◆ DIRECTIVE: Rewrite the stretch of entries from the line containing "Practice step: identify the evergreen" through the line containing "[372, 1313]" as a JSON list of strings, with one string per line and blank lines omitted. Include both of those lines and nothing outside that stretch.

Entries from a data collection
------

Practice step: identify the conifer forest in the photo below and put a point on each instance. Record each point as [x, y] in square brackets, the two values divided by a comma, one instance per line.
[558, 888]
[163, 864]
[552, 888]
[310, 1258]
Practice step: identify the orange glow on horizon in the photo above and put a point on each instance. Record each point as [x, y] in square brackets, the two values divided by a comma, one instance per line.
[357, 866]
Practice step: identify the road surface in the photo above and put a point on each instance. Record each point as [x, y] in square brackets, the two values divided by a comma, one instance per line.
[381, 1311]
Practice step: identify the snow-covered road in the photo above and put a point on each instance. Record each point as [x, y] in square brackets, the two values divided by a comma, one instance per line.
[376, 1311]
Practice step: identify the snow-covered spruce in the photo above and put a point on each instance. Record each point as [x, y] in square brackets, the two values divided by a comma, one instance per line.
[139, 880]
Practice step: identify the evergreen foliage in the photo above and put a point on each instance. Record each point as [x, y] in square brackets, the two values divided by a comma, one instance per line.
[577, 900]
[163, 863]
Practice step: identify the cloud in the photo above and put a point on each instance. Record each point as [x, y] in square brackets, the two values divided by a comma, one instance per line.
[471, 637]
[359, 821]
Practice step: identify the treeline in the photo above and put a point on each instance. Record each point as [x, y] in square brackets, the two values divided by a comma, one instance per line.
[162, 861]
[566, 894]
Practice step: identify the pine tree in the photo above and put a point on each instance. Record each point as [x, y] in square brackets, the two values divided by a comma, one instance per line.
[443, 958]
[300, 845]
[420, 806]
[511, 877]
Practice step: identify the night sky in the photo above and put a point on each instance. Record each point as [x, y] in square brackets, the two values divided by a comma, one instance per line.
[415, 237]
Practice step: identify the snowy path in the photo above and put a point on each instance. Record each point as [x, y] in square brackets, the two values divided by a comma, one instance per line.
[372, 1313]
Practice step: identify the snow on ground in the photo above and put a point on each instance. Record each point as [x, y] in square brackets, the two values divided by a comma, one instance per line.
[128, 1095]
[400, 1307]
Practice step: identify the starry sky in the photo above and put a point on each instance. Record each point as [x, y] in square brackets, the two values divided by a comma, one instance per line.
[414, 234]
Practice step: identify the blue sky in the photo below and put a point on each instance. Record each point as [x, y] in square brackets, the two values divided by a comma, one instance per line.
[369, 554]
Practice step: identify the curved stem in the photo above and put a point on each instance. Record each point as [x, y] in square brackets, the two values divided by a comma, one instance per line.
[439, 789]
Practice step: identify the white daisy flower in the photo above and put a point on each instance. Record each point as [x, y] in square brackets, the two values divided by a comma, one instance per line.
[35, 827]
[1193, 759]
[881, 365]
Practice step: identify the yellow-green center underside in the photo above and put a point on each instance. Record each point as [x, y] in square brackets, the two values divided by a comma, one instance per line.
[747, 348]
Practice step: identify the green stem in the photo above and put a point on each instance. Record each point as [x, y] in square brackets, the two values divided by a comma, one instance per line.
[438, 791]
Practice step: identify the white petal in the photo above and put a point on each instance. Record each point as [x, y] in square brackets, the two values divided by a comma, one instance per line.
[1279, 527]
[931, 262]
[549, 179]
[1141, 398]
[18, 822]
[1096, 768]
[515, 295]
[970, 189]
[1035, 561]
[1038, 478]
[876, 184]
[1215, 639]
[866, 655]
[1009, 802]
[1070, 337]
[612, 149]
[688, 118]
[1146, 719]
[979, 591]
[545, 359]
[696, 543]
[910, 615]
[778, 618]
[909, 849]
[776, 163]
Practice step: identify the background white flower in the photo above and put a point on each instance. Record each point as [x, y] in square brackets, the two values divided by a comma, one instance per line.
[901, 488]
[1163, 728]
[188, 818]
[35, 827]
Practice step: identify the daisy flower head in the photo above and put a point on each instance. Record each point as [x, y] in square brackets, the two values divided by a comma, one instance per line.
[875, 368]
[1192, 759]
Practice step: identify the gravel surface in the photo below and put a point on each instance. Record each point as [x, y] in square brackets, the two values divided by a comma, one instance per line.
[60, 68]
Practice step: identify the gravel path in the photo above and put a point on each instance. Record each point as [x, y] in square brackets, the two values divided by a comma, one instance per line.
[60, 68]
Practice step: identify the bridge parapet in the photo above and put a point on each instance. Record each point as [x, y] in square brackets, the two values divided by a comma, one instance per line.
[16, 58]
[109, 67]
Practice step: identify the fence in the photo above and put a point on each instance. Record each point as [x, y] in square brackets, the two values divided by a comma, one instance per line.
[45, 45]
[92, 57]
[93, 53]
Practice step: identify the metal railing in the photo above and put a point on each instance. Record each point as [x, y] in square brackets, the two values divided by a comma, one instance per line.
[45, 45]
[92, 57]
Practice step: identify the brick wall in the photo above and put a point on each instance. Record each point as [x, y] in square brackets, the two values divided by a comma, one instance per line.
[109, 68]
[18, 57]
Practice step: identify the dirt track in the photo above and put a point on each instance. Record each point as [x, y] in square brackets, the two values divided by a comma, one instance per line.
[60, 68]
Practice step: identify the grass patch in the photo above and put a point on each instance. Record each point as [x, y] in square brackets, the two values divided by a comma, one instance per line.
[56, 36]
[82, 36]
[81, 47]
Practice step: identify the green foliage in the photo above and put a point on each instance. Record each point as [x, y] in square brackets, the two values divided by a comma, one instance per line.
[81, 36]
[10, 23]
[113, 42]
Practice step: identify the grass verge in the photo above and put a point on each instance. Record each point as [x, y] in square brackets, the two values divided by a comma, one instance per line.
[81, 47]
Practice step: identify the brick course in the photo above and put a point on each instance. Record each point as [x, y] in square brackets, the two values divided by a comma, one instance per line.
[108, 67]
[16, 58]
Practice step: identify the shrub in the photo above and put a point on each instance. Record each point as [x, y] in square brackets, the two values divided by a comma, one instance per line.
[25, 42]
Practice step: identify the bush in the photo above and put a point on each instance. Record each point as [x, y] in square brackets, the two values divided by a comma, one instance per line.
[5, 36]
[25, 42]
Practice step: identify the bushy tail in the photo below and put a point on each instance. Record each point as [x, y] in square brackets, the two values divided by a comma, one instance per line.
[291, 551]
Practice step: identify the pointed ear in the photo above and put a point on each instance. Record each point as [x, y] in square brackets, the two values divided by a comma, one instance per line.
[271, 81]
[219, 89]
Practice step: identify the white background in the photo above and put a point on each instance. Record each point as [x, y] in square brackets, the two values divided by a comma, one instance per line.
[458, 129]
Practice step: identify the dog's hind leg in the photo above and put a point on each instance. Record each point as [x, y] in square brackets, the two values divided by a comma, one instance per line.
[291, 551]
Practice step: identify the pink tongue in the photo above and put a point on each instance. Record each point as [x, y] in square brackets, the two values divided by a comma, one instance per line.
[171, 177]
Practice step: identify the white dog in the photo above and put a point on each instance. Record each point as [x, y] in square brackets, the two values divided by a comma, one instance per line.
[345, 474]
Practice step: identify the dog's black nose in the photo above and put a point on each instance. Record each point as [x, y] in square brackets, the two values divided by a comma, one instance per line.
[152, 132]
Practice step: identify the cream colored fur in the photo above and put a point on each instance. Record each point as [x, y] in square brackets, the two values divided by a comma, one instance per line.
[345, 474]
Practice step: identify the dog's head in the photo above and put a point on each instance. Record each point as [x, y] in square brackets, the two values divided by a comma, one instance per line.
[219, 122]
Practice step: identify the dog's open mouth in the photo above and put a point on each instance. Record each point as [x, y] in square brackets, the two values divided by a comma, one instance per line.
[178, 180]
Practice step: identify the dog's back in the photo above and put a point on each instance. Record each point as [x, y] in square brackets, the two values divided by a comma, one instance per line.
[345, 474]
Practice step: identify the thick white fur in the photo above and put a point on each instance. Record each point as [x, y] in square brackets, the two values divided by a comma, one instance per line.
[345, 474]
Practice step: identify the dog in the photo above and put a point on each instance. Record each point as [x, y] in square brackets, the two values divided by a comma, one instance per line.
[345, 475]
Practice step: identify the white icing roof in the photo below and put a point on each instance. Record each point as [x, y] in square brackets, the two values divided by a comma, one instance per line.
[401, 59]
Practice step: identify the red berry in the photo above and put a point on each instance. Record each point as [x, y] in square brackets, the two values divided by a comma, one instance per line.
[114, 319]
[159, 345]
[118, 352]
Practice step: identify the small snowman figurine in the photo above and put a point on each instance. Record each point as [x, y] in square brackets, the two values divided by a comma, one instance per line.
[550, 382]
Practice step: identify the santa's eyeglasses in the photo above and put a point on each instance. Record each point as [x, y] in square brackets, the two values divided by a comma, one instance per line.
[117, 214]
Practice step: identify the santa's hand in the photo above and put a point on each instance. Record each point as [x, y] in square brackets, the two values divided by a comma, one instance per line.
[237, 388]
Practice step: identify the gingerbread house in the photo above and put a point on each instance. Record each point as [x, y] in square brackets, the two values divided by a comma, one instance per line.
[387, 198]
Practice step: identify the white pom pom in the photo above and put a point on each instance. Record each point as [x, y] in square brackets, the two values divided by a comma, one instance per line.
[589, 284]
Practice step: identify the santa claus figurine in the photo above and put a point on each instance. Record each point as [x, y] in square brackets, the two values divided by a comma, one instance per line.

------

◆ REPLY TO THE TASK:
[
  "Practice step: identify the evergreen foliage in the photo above and put a point on each instance. Record each point as [x, y] in square brackets, the two values divided by a comma, one instance per line.",
  "[577, 900]",
  "[163, 863]",
  "Practice step: identify the cloud in the photo above and put a point on each instance. Record each point as [x, y] in square brackets, the two values divided by a comma, one instance per line.",
  "[471, 637]",
  "[359, 821]",
  "Practice step: identify the treeline in the photo above and put a point on each instance. Record each point as [x, y] in square brackets, the two values divided by a comma, one instance per line.",
  "[162, 861]",
  "[566, 894]",
  "Practice step: identify the pine tree in the photo above and put a point on each instance. Record each point as [x, y] in square brackets, the two values divided by a comma, one instance per line.",
  "[443, 958]",
  "[300, 845]",
  "[420, 806]",
  "[511, 877]",
  "Practice step: identify the night sky in the photo above and put a point on each instance. Record each point as [x, y] in square brackets, the two values divided by a comma, one instance per line.",
  "[415, 237]",
  "Practice step: identify the snowy path in the photo above and put a point on each instance. Record each point as [x, y] in square brackets, the two values divided by a comma, one instance per line.",
  "[372, 1313]"
]